------ PASSAGE SHOWN

Justice Mary Ann McMorrow wrote for the three members who took this position on Zimmerman v Buchheit of Sparta (Docket No. 75783). The opinion prevailed because Chief Justice Bilandic, joined by Justice James D. Heiple, wrote a concurrence. At the same time, Bilandic agreed with the dissent of Justices Moses W. Harrison II and John L. Nickles that allowing for civil damages in retaliatory discharge logically requires civil damages in cases of retaliatory demotion or discrimination. However, Bilandic concluded that the court should now repudiate its 1978 decision and do away with damages for retaliatory discharge. Harrison, meanwhile, argued that it would now be consistent to recognize damages for retaliatory discrimination.

Chicago Bar must pay

The Chicago Bar Association must pay real estate taxes on its headquarters. The association had sought an exemption, arguing that the headquarters is located adjacent to an educational institution and is used for educational purposes. The building is next to the John Marshall Law School. The state Supreme Court ruled that the property must meet consitutional definitions for exemption, not merely statutory guidelines. Under the state Constitution, an exemption may be granted for property used exclusively for school purposes, which the court interprets as "primarily" for educational purposes. The court found that the headquarters serves primarily as a place for its members to meet and dine, with educational uses being secondary and incidental. The court's opinion was written by Justice Moses W. Harrison II .

------------
------ INFORMATION SUPPLIED

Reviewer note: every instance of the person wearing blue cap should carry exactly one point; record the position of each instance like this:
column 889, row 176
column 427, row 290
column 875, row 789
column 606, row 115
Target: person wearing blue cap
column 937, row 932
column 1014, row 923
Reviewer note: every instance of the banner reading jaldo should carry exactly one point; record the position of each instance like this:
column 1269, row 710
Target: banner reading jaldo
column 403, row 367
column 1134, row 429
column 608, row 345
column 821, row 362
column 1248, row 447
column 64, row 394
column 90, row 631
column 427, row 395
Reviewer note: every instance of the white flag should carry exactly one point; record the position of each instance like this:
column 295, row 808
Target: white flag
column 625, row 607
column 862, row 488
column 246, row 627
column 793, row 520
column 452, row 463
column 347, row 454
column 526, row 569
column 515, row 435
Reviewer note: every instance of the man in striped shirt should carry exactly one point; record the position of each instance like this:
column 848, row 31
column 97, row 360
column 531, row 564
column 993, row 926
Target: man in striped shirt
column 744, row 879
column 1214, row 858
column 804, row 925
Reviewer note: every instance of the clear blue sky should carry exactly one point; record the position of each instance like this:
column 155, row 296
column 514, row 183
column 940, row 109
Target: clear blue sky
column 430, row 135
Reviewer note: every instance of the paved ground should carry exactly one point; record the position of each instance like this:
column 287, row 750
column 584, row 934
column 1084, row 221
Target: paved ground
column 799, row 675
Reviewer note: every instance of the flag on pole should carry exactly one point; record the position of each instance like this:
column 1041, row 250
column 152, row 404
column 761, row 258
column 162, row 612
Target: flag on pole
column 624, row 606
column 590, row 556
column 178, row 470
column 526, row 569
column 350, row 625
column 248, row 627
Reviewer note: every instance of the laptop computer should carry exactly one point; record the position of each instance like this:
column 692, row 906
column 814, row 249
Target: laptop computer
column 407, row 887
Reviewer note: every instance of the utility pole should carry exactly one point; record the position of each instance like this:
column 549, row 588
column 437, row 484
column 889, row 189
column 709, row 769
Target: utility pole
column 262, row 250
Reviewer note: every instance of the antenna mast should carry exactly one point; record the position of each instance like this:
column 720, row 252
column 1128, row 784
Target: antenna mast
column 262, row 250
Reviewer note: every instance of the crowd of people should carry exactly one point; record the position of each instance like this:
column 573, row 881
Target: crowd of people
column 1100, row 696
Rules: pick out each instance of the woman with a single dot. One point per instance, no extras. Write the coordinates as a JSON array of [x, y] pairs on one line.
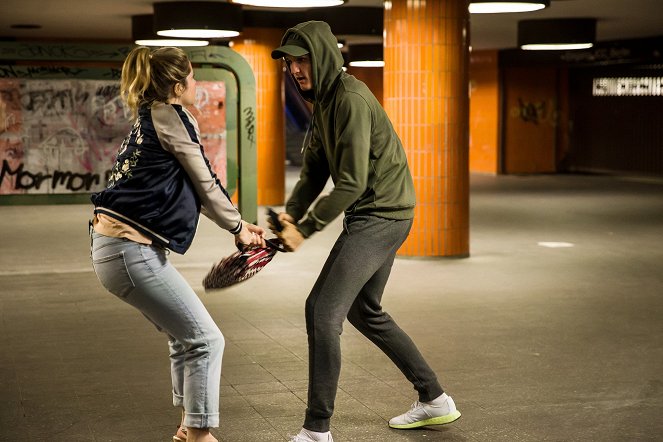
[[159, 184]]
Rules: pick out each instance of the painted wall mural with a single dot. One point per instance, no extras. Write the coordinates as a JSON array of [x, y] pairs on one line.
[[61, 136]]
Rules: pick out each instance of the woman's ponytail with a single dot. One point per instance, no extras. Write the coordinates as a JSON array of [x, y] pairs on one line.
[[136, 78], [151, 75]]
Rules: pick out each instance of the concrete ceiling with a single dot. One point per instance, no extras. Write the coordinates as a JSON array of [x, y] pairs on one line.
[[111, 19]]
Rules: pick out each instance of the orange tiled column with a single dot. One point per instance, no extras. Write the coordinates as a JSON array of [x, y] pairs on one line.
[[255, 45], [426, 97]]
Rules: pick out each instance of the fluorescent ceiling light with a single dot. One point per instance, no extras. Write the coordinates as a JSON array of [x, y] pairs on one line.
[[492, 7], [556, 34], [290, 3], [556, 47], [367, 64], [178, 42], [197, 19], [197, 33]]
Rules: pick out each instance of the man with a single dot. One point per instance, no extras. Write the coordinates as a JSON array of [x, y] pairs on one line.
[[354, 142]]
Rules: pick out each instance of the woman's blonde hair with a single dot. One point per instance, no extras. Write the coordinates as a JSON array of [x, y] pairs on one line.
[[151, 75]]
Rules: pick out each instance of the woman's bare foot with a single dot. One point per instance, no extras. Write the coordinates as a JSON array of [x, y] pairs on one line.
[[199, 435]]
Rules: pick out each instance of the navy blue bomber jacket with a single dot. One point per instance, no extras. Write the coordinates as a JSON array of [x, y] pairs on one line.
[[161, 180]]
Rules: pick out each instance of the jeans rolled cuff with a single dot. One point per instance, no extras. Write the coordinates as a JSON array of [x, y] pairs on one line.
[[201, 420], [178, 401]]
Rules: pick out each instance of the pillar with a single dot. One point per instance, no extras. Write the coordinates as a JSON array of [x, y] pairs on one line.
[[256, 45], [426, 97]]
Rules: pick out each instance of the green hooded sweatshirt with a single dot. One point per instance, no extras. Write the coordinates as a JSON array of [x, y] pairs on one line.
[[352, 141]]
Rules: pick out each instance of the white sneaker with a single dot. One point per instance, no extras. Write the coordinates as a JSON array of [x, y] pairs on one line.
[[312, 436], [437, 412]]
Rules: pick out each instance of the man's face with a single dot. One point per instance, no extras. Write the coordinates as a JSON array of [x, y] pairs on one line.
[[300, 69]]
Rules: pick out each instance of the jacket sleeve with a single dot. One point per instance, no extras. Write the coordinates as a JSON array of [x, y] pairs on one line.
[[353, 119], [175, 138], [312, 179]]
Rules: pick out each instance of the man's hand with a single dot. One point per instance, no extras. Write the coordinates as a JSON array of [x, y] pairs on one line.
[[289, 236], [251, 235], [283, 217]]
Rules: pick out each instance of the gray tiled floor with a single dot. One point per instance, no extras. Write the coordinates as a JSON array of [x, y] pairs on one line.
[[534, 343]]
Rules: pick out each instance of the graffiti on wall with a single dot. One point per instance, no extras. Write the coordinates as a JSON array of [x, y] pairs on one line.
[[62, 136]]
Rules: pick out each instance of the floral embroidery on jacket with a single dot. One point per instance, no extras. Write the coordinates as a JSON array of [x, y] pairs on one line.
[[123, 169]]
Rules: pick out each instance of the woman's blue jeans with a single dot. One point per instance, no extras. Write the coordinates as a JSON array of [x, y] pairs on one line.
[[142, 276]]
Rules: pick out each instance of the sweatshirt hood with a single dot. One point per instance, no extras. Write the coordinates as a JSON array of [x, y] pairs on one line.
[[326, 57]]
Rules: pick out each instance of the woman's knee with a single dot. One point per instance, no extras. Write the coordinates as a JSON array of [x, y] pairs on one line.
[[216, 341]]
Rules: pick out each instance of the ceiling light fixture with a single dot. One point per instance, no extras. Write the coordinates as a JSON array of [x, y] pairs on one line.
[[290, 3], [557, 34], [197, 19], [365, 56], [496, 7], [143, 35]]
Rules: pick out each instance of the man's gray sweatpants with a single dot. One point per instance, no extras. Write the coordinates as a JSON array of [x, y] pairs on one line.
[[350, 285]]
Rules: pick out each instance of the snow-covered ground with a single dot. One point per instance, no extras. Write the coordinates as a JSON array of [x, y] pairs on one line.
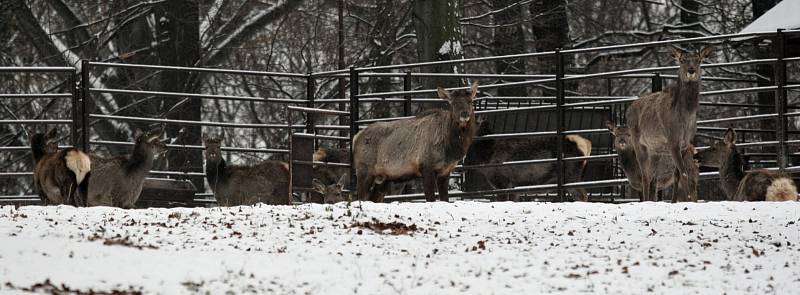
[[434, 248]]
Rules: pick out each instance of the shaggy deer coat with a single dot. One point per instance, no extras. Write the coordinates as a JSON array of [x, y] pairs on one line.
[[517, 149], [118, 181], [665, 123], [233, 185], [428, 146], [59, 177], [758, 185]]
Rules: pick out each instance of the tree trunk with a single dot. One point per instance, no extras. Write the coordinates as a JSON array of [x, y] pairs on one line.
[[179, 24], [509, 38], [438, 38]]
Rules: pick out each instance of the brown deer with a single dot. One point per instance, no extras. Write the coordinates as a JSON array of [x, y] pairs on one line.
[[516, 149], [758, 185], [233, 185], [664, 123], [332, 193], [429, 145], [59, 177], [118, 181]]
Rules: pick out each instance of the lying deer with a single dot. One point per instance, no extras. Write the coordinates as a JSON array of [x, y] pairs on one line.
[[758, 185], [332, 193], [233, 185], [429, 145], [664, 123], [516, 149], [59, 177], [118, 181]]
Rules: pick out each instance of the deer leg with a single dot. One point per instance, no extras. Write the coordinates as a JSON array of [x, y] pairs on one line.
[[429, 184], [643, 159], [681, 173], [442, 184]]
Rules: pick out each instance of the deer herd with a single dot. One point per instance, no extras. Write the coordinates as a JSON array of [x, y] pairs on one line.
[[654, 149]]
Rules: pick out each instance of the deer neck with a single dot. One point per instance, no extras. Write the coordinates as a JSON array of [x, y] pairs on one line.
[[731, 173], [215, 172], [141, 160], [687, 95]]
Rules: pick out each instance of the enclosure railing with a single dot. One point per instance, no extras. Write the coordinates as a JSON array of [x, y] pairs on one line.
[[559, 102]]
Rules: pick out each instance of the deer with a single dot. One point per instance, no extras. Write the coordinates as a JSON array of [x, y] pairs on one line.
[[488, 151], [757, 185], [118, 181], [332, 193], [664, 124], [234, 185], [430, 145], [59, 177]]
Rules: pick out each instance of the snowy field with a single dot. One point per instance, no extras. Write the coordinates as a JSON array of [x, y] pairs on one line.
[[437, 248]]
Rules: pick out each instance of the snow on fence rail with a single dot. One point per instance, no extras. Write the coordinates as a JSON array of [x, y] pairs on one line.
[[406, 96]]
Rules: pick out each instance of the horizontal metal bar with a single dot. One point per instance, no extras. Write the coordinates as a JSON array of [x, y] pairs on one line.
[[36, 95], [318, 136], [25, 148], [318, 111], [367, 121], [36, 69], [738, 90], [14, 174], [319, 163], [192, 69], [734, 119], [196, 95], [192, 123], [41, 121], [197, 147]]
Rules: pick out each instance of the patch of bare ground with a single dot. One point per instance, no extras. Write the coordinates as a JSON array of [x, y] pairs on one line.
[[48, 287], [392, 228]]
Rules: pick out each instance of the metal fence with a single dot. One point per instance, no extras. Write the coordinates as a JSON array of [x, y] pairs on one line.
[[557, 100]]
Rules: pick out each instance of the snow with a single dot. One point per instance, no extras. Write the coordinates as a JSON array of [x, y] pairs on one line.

------------

## TASK DESCRIPTION
In the passage above, what is the Chicago Bar Association's headquarters located next to?

## RESPONSE AREA
The John Marshall Law School.